Write the records out again exactly, leaving no images in.

-- Start DATA --

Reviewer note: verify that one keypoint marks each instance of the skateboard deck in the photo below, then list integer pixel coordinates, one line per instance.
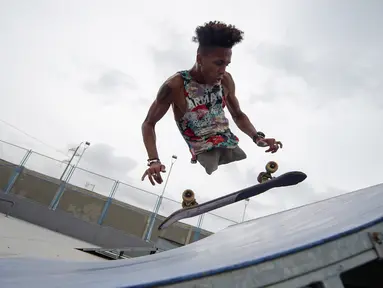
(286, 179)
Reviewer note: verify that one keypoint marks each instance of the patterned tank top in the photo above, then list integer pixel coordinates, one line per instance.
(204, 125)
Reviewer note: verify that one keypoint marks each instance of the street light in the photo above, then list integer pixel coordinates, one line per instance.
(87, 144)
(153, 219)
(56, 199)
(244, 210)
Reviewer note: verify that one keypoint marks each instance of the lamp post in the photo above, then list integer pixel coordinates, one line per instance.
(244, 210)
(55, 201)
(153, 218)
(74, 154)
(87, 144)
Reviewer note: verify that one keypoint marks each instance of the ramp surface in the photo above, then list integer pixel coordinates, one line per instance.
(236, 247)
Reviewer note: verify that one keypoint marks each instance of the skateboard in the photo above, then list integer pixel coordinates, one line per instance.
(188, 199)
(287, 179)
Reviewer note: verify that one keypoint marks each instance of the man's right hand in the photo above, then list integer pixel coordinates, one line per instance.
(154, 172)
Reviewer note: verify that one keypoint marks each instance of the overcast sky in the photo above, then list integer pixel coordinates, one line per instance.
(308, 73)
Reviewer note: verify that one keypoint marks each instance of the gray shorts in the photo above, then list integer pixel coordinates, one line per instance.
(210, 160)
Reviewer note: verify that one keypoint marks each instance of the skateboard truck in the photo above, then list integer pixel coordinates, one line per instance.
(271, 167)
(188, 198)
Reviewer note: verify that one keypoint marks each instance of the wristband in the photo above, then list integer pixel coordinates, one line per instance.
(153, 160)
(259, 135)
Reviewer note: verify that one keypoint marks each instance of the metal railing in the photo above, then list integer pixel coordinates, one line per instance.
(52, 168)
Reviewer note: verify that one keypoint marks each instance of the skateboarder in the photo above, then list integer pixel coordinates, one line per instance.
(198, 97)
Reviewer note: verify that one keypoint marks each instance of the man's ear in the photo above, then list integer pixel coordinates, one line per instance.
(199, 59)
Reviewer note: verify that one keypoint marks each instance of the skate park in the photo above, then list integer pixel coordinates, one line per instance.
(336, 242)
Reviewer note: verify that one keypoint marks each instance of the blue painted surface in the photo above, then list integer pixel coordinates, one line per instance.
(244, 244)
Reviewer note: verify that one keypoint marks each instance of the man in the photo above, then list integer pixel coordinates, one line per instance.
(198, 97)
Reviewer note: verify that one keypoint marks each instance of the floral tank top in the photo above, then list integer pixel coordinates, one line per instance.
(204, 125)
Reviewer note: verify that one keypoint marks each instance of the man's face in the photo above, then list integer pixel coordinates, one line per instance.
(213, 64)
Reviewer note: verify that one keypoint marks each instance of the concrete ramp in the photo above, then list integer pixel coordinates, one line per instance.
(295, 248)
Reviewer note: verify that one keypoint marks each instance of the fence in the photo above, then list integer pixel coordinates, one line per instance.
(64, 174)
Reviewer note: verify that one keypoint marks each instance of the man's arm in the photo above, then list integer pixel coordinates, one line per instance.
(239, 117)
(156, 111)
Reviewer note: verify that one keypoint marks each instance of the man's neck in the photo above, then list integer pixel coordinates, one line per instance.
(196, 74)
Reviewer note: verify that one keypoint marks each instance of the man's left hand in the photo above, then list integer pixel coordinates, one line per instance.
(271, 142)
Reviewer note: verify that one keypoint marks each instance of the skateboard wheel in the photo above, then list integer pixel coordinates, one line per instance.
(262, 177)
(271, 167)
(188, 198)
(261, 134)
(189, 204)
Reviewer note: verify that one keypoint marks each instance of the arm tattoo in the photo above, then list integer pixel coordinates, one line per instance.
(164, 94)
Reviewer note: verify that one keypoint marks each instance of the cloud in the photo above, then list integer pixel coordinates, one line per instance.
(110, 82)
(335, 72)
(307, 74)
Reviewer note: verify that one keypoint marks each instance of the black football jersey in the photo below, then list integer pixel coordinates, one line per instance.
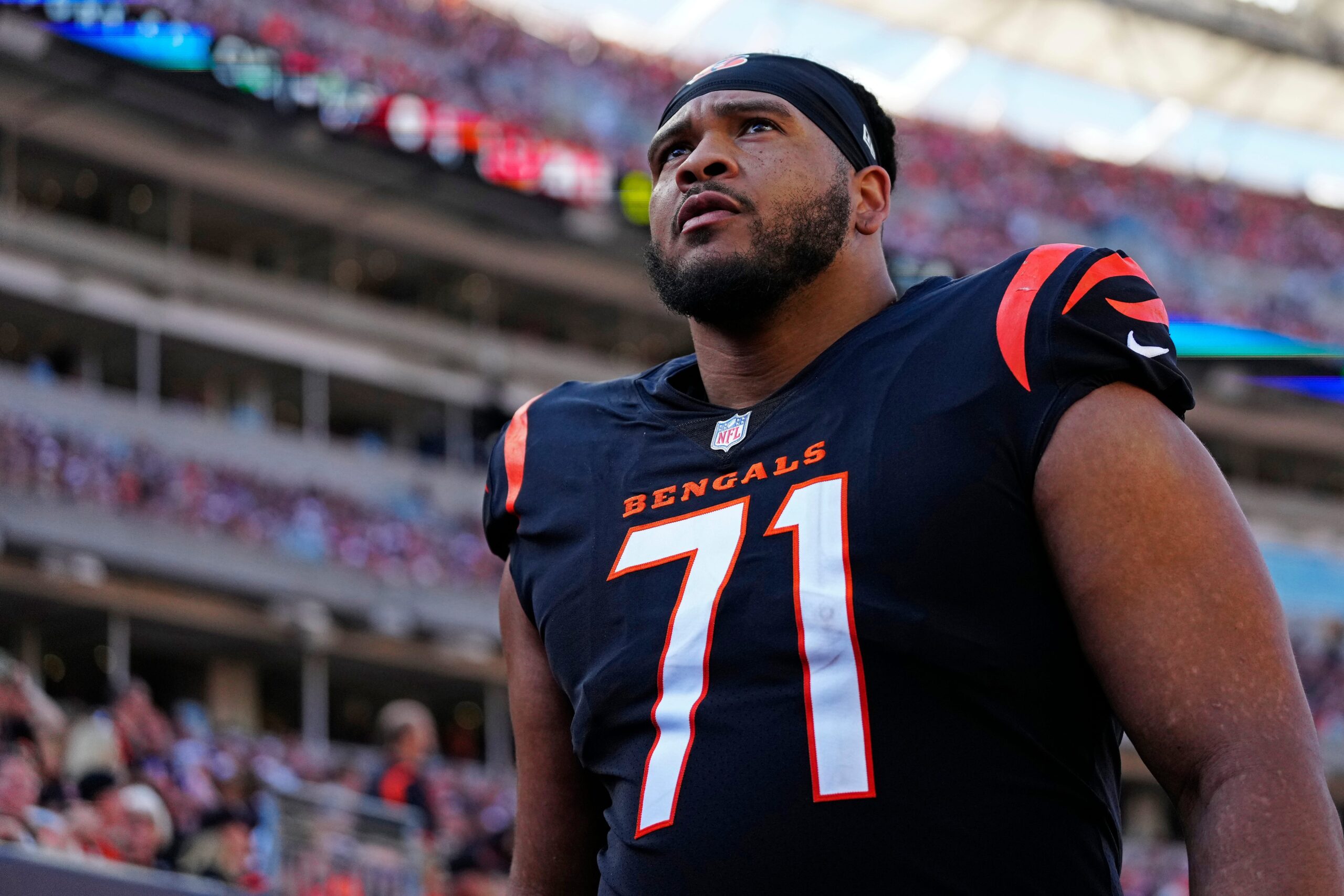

-- End DATA --

> [COMPLETE RESPONSE]
Reviewer note: verify that one keypoint marks each instance of the skateboard deck in the photo below, then list integer pixel coordinates, one line per instance.
(286, 179)
Reviewer note: verify that one keypoint marks each instance of the patterned tank top in the photo above, then list integer pixel coordinates, one line per instance.
(204, 125)
Reviewer note: verify that one keypoint marks each instance of the street light in the photo above, then list integer pixel coordinates, one line per instance.
(87, 144)
(153, 219)
(56, 199)
(244, 210)
Reviewer note: verify that one keypoint marks each instance of the lamp post in the photo above, then list integer pixel coordinates, one line per instance.
(244, 210)
(55, 201)
(153, 218)
(74, 154)
(87, 144)
Reviewer note: verify that one keypoint marks each instance of the ramp surface in the photo above, then list integer pixel coordinates, one line per instance.
(236, 247)
Reviewer note: verify that one keypoint marks each instance of the skateboard in the photo above, then list integer pixel coordinates, one line per instance.
(188, 199)
(287, 179)
Reviewer note: verify that one keypoint marks each instance of the man's right hand in the photo above, then list integer pixel coordinates, one line per instance.
(154, 172)
Reviewer note: verify that one keypoint marks each instance of the overcast sky in the photo above, then list integer pixel coordinates, one line per instance.
(308, 73)
Reviewer note: verify that one keypoint marks each instance of the gray shorts in the photo above, then list integer pixel coordinates, one line per instance.
(210, 160)
Reviewer note: verify that one keypoint marks each instance of the skateboard truck in the photo above, then list integer pixel coordinates, one line per instance.
(271, 167)
(188, 198)
Reviewer note: verify that one keypoint marks each instance of the wristband in the photo above, then list integer pixel coordinates, one line per instance.
(153, 160)
(259, 135)
Reviewer note: verify that one keypoint marks each instance of the metal railing in the photo above, then list integer pixel coordinates, one line per instance.
(52, 168)
Reviewer note: verify that one keypoint marks each instance of the skateboarder in the photo above, then list integer pixel coordinates, one line per instance.
(198, 97)
Reviewer note: verify that one keypoint marks each instance of the man's ear in the photo above, then list integer pixel coordinates, one line per instance.
(199, 59)
Reviewer note: verify that one keypoint marks each instance of the skate park in the photo above, then list integer pixel coordinates, one line per instance.
(336, 242)
Reviewer note: verify that one keypoint marks each instance of the blue painted surface in the photo above, then list integer pixel coordinates, one line per instance.
(244, 244)
Reviewer note: verify that one keypoint marks each instance of the man in the photo above, then list integer pixel coordinates, one line per instance.
(198, 97)
Reviewer note: verify that one keypoint marks each instance of the floral tank top in the photo above, then list integer pixel coordinates, one line per instance.
(204, 125)
Reviewer note: verify that one keypoint marks each instance of the man's face in the photo above, then list integer pixel coordinates, one line per instance.
(213, 64)
Reviewer note: verify that one keypoint marks each instance of the concrete ramp in the photo above, then list integer pixel coordinates, one line per instance.
(295, 248)
Reviewer note: verify that one keypoint marks each instance of the fence in the photo above, then list integer pixel coordinates, one line per instance.
(64, 174)
Reviewer note: verify that one keypoint marks each instance of the man's arm in the photo above, then list integer pixel coordinates, one line per instance.
(239, 117)
(156, 111)
Reviewer note: verify that one keypoint marks each instance of the man's neck in the photo above, then list integer pixel coordinates, one line per instance.
(196, 74)
Reviewer note: verify that one keypoint marks each instance of the man's left hand in the photo above, then list integer pixel coordinates, one line per instance.
(271, 142)
Reviewer note: verify that one keypoint marks each instance of the skateboard wheel in the photo above, then list integer pixel coordinates, one line per instance.
(262, 177)
(271, 167)
(188, 198)
(261, 134)
(189, 204)
Reviewer note: verify that one keypoint marks each instance of the arm tattoo in the photo above, then list integer pixel coordinates, one line per instance.
(164, 94)
Reviewer note: verify that one keypoint marks each instance of the cloud in the photo above, then list integer pixel coordinates, one line per instance.
(110, 82)
(335, 72)
(307, 74)
Reviewer note: verify that one keypoint marks each instance of the black football jersey in the photo below, then list integer pixel coordinates, one line per instance.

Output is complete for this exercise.